## TASK DETAILS:
Could you lay out the lines from the start of the rows up to and including the line containing "column 32, row 349" as a Markdown table with the columns No. and Line, numbering each line and leaving out any blank lines?

[Point annotation rows]
+ + + + + + +

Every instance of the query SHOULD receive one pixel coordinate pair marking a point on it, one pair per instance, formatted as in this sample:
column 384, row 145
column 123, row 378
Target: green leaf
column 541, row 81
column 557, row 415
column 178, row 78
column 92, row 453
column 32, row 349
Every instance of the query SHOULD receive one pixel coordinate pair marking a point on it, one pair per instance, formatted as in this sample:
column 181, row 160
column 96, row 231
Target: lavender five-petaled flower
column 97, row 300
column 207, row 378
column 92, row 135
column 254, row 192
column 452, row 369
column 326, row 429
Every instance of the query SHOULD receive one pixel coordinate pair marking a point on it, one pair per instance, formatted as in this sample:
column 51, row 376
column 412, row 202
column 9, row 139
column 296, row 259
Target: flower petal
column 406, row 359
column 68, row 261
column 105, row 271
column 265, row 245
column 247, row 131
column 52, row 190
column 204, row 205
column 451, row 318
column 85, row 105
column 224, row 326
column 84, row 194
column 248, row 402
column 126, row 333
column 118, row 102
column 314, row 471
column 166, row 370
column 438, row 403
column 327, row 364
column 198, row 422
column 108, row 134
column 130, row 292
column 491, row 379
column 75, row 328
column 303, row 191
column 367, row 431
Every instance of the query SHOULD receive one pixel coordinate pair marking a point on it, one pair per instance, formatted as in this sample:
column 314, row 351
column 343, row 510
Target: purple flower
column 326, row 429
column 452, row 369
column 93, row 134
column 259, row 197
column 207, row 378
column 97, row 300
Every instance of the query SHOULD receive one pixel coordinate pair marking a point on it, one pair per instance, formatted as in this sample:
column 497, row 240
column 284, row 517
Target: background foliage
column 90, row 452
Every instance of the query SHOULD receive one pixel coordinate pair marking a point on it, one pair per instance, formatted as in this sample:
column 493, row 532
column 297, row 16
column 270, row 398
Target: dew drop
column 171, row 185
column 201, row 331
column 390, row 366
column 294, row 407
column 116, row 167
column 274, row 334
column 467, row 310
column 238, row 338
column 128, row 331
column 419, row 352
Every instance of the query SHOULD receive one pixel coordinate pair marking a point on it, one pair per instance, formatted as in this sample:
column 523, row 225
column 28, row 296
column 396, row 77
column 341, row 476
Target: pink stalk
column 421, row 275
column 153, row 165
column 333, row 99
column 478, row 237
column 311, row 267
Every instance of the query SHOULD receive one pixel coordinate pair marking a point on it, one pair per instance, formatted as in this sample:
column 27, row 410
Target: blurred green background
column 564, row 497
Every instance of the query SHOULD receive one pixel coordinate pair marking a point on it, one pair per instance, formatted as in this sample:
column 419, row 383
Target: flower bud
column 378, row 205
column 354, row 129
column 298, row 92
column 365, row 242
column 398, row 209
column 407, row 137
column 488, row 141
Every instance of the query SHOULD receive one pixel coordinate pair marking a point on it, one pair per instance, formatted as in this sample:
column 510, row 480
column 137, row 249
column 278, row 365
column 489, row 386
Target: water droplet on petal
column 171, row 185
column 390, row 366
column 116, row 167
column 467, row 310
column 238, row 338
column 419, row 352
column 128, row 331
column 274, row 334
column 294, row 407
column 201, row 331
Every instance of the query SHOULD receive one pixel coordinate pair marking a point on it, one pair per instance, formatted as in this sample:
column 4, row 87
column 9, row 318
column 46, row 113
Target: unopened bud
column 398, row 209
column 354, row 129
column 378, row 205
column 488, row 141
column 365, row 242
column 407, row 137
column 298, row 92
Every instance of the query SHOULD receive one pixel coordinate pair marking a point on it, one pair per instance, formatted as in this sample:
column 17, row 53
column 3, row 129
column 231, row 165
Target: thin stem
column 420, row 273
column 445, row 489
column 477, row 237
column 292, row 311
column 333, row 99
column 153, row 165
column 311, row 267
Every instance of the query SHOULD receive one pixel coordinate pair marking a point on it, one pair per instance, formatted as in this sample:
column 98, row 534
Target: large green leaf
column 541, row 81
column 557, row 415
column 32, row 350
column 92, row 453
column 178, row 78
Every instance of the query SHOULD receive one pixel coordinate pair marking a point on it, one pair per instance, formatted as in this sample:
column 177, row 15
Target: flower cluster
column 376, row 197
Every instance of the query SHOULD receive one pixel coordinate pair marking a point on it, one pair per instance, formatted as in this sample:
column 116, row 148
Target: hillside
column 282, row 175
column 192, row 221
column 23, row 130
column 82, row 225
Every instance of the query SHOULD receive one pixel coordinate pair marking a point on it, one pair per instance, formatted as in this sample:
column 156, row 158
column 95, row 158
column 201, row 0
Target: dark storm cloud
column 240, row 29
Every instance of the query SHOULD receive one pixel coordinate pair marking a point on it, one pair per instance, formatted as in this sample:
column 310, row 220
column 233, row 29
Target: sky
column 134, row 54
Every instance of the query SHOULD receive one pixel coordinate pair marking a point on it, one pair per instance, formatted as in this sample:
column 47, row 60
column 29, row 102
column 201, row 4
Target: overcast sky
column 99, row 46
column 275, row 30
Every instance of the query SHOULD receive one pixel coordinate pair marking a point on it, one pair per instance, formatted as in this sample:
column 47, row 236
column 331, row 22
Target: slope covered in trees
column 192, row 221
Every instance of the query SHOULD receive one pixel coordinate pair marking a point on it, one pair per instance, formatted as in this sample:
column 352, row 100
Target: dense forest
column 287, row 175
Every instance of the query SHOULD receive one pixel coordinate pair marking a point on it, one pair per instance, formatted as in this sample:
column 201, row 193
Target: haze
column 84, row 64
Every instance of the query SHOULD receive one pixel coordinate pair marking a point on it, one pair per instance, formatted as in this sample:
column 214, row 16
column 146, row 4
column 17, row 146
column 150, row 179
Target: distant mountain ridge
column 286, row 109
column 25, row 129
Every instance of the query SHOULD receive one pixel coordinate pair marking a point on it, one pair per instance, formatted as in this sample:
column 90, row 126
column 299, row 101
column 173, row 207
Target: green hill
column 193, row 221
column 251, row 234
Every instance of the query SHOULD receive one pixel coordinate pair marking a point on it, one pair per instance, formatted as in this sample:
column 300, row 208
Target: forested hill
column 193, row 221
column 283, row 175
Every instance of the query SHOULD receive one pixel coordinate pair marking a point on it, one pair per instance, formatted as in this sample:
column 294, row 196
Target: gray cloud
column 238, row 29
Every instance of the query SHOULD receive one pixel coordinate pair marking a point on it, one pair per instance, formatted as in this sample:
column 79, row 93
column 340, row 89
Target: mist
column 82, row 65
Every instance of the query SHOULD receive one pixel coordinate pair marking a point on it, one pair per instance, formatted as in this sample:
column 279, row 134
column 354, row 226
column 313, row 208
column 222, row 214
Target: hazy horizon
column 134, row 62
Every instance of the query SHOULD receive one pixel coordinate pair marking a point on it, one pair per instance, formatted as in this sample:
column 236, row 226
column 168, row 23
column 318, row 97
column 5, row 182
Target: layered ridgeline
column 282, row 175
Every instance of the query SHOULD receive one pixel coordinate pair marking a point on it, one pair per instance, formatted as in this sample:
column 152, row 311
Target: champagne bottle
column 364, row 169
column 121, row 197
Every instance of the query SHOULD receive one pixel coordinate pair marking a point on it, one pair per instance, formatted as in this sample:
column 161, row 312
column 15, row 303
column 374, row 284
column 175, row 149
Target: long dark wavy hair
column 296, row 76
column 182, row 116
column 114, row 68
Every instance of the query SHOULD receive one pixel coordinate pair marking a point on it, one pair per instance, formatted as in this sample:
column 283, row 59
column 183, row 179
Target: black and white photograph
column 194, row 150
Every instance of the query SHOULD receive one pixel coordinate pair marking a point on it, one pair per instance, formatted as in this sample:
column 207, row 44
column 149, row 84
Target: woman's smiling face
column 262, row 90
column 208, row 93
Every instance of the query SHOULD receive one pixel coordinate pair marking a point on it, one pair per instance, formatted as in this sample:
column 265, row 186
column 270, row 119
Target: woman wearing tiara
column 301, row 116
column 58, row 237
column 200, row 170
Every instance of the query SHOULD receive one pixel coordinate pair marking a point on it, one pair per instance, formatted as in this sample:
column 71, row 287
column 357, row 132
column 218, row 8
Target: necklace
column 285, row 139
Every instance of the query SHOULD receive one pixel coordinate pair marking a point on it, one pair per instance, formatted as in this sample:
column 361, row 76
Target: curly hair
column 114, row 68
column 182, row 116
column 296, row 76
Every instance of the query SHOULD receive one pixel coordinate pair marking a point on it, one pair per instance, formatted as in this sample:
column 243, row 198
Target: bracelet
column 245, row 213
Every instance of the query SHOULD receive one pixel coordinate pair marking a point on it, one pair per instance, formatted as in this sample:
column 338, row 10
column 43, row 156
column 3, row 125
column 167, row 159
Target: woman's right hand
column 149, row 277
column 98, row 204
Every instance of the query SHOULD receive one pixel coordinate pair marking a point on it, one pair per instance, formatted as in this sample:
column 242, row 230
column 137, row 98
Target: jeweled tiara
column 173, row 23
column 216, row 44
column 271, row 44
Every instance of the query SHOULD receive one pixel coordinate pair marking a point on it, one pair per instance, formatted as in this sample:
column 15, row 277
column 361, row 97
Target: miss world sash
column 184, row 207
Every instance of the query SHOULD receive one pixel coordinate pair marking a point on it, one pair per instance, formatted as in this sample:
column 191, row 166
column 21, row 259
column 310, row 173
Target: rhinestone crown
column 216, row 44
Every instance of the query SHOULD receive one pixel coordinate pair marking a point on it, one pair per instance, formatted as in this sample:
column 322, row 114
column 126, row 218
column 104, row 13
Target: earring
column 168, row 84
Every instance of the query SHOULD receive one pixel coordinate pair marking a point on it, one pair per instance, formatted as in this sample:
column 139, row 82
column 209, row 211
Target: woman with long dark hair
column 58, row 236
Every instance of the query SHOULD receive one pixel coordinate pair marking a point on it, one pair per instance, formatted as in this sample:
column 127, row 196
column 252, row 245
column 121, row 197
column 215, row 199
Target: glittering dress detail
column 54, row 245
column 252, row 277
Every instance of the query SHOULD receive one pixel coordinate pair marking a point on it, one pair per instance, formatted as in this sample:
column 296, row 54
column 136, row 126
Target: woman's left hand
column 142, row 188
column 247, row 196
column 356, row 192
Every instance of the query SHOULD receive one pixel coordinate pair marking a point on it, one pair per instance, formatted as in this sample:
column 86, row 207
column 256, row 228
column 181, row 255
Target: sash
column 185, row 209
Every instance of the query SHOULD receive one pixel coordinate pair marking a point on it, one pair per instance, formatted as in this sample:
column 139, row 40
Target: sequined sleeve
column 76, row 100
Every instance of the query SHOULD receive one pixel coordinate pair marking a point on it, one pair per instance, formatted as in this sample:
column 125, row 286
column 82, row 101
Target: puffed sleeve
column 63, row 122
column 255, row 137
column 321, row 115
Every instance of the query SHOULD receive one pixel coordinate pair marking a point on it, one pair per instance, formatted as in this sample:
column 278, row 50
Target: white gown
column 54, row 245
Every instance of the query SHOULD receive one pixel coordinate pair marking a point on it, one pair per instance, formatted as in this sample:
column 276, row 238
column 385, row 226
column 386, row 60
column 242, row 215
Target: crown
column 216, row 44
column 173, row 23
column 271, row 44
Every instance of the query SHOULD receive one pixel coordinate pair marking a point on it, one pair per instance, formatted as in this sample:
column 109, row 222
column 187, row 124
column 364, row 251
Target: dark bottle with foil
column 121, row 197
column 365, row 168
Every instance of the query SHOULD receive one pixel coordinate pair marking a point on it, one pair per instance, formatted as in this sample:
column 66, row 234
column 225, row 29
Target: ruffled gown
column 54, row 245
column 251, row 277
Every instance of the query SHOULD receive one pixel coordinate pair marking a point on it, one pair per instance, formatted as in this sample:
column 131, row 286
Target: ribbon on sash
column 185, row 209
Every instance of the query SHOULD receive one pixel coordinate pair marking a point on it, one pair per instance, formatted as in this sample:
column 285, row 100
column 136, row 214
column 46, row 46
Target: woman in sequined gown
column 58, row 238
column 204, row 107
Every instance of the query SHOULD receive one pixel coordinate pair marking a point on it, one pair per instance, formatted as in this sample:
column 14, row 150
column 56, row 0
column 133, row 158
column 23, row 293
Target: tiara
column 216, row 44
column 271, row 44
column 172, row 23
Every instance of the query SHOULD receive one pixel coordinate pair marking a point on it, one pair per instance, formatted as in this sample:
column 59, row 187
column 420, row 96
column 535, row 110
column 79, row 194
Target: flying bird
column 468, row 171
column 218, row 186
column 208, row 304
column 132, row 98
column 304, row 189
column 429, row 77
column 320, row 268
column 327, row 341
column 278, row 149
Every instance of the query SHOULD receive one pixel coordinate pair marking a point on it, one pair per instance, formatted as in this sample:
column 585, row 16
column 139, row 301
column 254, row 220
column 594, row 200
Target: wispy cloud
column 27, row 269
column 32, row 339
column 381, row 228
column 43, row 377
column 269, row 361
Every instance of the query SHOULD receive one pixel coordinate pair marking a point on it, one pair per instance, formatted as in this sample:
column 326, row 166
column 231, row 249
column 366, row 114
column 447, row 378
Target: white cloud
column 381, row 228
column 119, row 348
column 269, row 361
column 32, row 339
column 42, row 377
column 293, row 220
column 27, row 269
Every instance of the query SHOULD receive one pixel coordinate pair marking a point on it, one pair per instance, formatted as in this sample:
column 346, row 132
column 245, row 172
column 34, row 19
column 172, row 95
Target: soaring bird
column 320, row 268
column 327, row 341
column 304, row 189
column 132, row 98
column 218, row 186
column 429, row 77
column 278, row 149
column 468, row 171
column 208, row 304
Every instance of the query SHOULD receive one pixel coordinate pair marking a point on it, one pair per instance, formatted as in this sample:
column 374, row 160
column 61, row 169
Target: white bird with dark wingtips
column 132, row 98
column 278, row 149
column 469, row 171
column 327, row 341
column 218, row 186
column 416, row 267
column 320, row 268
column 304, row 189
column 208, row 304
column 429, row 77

+ + + + + + +

## CORRECT OUTPUT:
| No. | Line |
|---|---|
| 1 | Every instance of the query SHOULD receive one pixel coordinate pair marking a point on it, one pair per instance, formatted as in this sample: |
| 2 | column 384, row 145 |
| 3 | column 123, row 378 |
| 4 | Target: green leaf |
| 5 | column 541, row 81 |
| 6 | column 557, row 415 |
| 7 | column 178, row 78 |
| 8 | column 92, row 453 |
| 9 | column 32, row 349 |